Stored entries
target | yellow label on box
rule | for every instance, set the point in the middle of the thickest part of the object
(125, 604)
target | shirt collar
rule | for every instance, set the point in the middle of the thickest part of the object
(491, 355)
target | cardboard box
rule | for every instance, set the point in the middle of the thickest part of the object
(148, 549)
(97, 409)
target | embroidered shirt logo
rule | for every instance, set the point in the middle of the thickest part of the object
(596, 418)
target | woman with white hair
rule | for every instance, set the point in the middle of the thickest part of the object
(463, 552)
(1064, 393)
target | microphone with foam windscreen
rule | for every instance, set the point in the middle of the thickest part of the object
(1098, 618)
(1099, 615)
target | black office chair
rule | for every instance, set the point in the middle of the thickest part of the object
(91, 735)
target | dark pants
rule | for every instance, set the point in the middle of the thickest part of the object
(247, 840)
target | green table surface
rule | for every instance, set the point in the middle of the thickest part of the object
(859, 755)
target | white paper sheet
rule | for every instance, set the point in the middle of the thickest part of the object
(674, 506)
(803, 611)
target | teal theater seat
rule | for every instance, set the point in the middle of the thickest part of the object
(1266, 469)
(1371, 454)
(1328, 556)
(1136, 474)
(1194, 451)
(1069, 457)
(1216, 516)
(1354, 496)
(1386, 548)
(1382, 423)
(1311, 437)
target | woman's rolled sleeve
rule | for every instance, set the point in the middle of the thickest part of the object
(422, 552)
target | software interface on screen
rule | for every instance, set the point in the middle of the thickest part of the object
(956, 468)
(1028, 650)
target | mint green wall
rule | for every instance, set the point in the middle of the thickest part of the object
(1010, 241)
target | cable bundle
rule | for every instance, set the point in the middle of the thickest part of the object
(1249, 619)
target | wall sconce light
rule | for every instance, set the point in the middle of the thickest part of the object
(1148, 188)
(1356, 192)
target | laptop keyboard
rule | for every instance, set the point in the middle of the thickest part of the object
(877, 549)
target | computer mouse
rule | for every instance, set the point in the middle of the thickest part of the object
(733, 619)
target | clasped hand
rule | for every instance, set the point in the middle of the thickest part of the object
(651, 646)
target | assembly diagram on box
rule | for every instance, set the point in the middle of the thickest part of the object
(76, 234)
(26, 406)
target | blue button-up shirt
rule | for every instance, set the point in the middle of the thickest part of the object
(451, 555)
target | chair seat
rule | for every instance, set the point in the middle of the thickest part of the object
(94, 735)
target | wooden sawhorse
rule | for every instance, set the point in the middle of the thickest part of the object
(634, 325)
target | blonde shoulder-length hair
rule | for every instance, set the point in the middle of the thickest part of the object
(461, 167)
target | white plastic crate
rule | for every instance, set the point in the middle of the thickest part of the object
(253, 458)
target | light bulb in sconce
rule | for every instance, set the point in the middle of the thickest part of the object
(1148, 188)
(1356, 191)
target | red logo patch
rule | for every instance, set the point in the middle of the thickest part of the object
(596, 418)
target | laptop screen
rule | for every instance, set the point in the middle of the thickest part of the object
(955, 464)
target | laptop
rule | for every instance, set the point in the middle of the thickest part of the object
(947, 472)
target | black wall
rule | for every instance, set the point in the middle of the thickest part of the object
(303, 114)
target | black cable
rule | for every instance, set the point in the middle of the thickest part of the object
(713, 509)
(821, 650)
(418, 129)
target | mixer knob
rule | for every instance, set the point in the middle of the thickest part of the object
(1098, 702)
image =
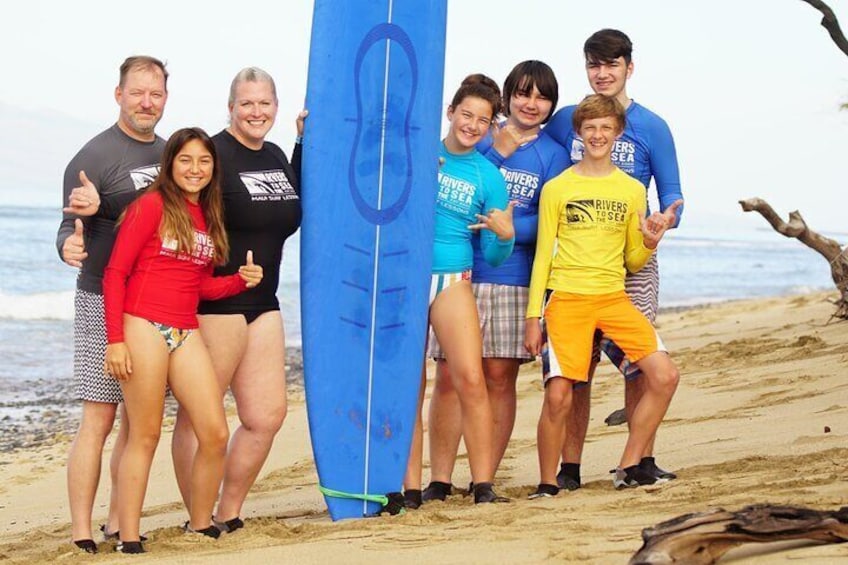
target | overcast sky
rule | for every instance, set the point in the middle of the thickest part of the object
(751, 89)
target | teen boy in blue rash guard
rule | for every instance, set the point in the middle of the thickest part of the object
(645, 150)
(471, 196)
(526, 161)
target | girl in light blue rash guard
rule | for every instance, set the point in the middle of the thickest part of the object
(472, 196)
(526, 161)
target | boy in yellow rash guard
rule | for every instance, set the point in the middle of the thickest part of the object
(591, 227)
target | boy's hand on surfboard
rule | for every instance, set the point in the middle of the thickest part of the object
(73, 250)
(300, 122)
(498, 221)
(250, 273)
(533, 336)
(84, 200)
(118, 362)
(507, 139)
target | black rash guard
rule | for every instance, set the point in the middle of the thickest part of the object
(261, 210)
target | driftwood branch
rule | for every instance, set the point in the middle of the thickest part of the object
(702, 538)
(830, 23)
(828, 248)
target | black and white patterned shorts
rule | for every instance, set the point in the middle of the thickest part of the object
(93, 384)
(502, 309)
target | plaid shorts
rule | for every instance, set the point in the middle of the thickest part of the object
(501, 309)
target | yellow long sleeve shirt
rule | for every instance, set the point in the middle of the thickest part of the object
(588, 235)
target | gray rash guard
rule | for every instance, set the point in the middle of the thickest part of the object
(119, 166)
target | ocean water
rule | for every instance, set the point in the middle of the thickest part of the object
(36, 292)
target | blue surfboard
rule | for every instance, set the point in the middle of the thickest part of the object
(370, 166)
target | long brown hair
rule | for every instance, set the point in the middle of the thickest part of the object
(176, 221)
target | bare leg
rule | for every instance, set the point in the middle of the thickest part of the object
(144, 398)
(501, 375)
(193, 382)
(259, 387)
(551, 429)
(114, 462)
(660, 381)
(454, 319)
(633, 392)
(84, 461)
(225, 337)
(445, 425)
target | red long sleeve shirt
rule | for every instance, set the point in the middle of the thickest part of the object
(146, 277)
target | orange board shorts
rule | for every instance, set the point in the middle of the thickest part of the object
(571, 321)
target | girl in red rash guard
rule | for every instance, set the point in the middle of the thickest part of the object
(168, 243)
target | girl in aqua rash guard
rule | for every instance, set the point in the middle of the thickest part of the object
(472, 197)
(160, 268)
(527, 160)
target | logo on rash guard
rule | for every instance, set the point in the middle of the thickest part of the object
(521, 186)
(268, 186)
(202, 254)
(455, 194)
(143, 177)
(623, 154)
(603, 213)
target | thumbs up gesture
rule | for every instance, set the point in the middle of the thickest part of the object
(84, 200)
(73, 250)
(250, 272)
(654, 226)
(498, 221)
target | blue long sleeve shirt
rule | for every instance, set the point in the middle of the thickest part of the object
(645, 150)
(525, 173)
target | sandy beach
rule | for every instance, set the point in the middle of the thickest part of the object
(761, 416)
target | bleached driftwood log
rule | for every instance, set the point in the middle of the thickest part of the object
(828, 248)
(702, 538)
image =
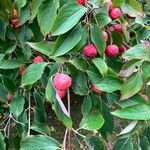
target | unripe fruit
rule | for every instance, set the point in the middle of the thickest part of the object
(81, 2)
(61, 94)
(117, 27)
(90, 51)
(21, 70)
(94, 88)
(62, 82)
(15, 14)
(38, 59)
(122, 48)
(14, 23)
(115, 13)
(9, 97)
(105, 34)
(112, 50)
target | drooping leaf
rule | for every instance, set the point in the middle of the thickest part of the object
(40, 141)
(66, 42)
(93, 121)
(33, 73)
(67, 18)
(132, 85)
(47, 14)
(136, 112)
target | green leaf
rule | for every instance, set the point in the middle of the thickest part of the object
(123, 144)
(47, 14)
(17, 106)
(2, 142)
(10, 64)
(98, 38)
(51, 96)
(93, 121)
(94, 143)
(3, 26)
(44, 47)
(40, 141)
(136, 112)
(132, 85)
(137, 52)
(109, 84)
(68, 16)
(79, 63)
(66, 42)
(87, 105)
(35, 8)
(101, 65)
(33, 73)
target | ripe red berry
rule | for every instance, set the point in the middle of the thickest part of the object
(9, 97)
(21, 70)
(105, 34)
(112, 50)
(61, 94)
(14, 23)
(122, 48)
(117, 27)
(38, 59)
(115, 13)
(81, 2)
(95, 89)
(62, 81)
(90, 51)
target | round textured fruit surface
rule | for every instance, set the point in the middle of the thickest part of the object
(105, 34)
(90, 51)
(115, 13)
(81, 2)
(122, 48)
(112, 50)
(61, 94)
(21, 70)
(14, 23)
(95, 89)
(38, 59)
(62, 81)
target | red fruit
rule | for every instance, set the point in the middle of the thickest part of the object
(90, 51)
(122, 48)
(81, 2)
(94, 88)
(115, 13)
(38, 59)
(112, 50)
(118, 28)
(9, 97)
(21, 70)
(61, 94)
(14, 23)
(62, 81)
(105, 34)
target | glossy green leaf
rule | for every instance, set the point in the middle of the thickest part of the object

# WHAT TO DO:
All that is needed is the exact run of lines above from the line containing "target | red fruit" through the line containing "target | glossy green leaf", both of them included.

# RESPONSE BELOW:
target | red fruit
rule | for every instance, set the point in the middle of the thickest part of the object
(90, 51)
(122, 48)
(81, 2)
(94, 88)
(115, 13)
(38, 59)
(112, 50)
(118, 28)
(9, 97)
(21, 70)
(61, 94)
(14, 23)
(62, 81)
(105, 34)
target | glossy green leaf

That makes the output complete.